TASK INSTRUCTIONS:
Would you please write out the records below exactly as they appear?

---- EXERCISE DATA

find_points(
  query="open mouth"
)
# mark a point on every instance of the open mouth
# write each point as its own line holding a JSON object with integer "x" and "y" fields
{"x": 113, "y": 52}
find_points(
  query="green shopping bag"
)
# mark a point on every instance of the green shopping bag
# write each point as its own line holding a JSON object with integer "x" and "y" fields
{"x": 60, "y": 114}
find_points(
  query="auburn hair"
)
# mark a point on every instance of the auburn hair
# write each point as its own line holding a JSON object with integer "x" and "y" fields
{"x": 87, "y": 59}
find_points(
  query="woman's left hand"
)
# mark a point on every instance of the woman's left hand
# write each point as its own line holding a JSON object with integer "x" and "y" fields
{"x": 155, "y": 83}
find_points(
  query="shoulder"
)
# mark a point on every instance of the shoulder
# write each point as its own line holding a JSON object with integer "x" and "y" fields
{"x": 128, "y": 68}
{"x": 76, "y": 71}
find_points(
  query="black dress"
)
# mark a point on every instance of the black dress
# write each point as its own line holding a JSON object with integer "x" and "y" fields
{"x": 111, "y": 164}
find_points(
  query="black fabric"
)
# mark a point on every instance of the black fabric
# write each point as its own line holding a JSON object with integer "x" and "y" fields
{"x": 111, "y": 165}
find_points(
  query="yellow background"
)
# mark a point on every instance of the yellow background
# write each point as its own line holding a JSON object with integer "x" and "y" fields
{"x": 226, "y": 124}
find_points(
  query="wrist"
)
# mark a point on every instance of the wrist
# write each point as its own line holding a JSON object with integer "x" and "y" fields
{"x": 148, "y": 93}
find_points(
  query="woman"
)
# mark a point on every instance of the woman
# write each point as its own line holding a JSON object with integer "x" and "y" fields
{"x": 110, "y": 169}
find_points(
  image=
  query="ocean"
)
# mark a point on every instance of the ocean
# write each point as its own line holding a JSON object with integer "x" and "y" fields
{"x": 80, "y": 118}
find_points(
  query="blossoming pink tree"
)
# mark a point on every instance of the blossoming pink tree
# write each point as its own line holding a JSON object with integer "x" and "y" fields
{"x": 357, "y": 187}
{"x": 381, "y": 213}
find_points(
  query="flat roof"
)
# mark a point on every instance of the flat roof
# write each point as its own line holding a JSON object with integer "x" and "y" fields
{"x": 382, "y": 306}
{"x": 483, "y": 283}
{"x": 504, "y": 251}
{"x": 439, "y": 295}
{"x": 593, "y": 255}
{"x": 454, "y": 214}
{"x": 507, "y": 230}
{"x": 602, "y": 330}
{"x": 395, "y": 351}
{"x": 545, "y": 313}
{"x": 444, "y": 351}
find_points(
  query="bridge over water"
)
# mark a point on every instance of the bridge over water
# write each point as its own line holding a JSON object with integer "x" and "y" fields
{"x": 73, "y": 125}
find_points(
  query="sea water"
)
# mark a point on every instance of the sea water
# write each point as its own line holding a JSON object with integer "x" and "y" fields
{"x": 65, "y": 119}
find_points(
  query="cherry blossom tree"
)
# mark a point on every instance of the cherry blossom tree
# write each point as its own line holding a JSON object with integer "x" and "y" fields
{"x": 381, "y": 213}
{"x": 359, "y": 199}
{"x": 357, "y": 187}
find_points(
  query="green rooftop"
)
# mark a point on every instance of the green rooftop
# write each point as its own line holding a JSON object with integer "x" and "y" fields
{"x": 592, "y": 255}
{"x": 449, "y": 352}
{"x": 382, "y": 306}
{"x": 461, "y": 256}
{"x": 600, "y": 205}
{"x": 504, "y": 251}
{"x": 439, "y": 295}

--------

EXPECTED ANSWER:
find_points(
  query="open mouth"
)
# mark a point on every instance of the open mouth
# write each point as its own line holding a JSON object with integer "x" and "y" fields
{"x": 113, "y": 52}
find_points(
  query="green shopping bag"
)
# mark a point on every instance of the green shopping bag
# write each point as its own line holding a JSON object with integer "x" and "y" fields
{"x": 60, "y": 114}
find_points(
  query="auburn hair"
)
# mark a point on every instance of the auburn hair
# write each point as its own line holding a JSON object with integer "x" and "y" fields
{"x": 87, "y": 59}
find_points(
  query="woman's left hand"
)
# mark a point on every instance of the woman's left hand
# write each point as its own line holding a JSON object with integer "x" and "y" fields
{"x": 155, "y": 83}
find_points(
  query="shoulder"
)
# mark a point on every instance of the shoulder
# write each point as its own line holding a JSON object with integer "x" and "y" fields
{"x": 128, "y": 68}
{"x": 76, "y": 71}
find_points(
  query="black dress"
)
# mark a point on every instance of the black dress
# write each point as its own line holding a JSON object with integer "x" and "y" fields
{"x": 111, "y": 164}
find_points(
  query="black fabric"
)
# mark a point on every instance of the black fabric
# write each point as its own line holding a JSON object with integer "x" and "y" fields
{"x": 111, "y": 165}
find_points(
  query="yellow background"
)
# mark a point on every instance of the yellow background
# write each point as its own line holding a JSON object with integer "x" and "y" fields
{"x": 226, "y": 124}
find_points(
  query="wrist"
)
# mark a point on every instance of the wrist
# write each point as its own line holding a JSON object with integer "x" and "y" fields
{"x": 148, "y": 93}
find_points(
  query="woman"
)
# mark a point on every instance of the woman
# write each point as its own line holding a JSON object with integer "x" and "y" fields
{"x": 110, "y": 169}
find_points(
  image=
  query="ocean"
)
# mark a point on every instance of the ocean
# write each point as its own line holding a JSON object with integer "x" and "y" fields
{"x": 80, "y": 118}
find_points(
  query="blossoming pink tree"
)
# mark a point on every instance of the blossoming pink tree
# write each point as its own line holding a JSON object with integer "x" and "y" fields
{"x": 357, "y": 187}
{"x": 381, "y": 213}
find_points(
  query="flat roof"
)
# mark a point on every instance of the flat roof
# write each point as its own line holding a JSON object with integer "x" and "y" fields
{"x": 382, "y": 306}
{"x": 483, "y": 283}
{"x": 504, "y": 251}
{"x": 439, "y": 295}
{"x": 593, "y": 255}
{"x": 454, "y": 214}
{"x": 507, "y": 230}
{"x": 602, "y": 330}
{"x": 395, "y": 351}
{"x": 545, "y": 313}
{"x": 444, "y": 351}
find_points(
  query="bridge over water"
)
# mark a point on every instance of the bridge over water
# write each point as its own line holding a JSON object with integer "x" and "y" fields
{"x": 73, "y": 125}
find_points(
  query="sea water"
)
# mark a point on every instance of the sea water
# write each point as its own line holding a JSON object with integer "x" and "y" fields
{"x": 65, "y": 119}
find_points(
  query="cherry blossom tree"
)
# mark a point on every instance of the cherry blossom tree
# write each point as its own line holding a JSON object with integer "x" and "y" fields
{"x": 381, "y": 213}
{"x": 359, "y": 199}
{"x": 357, "y": 187}
find_points(
  query="green rooftop"
)
# mark a point on every instance of the green rooftop
# write each point as its own line holding a JSON object with integer "x" and "y" fields
{"x": 592, "y": 255}
{"x": 449, "y": 352}
{"x": 382, "y": 306}
{"x": 461, "y": 256}
{"x": 600, "y": 205}
{"x": 504, "y": 251}
{"x": 439, "y": 295}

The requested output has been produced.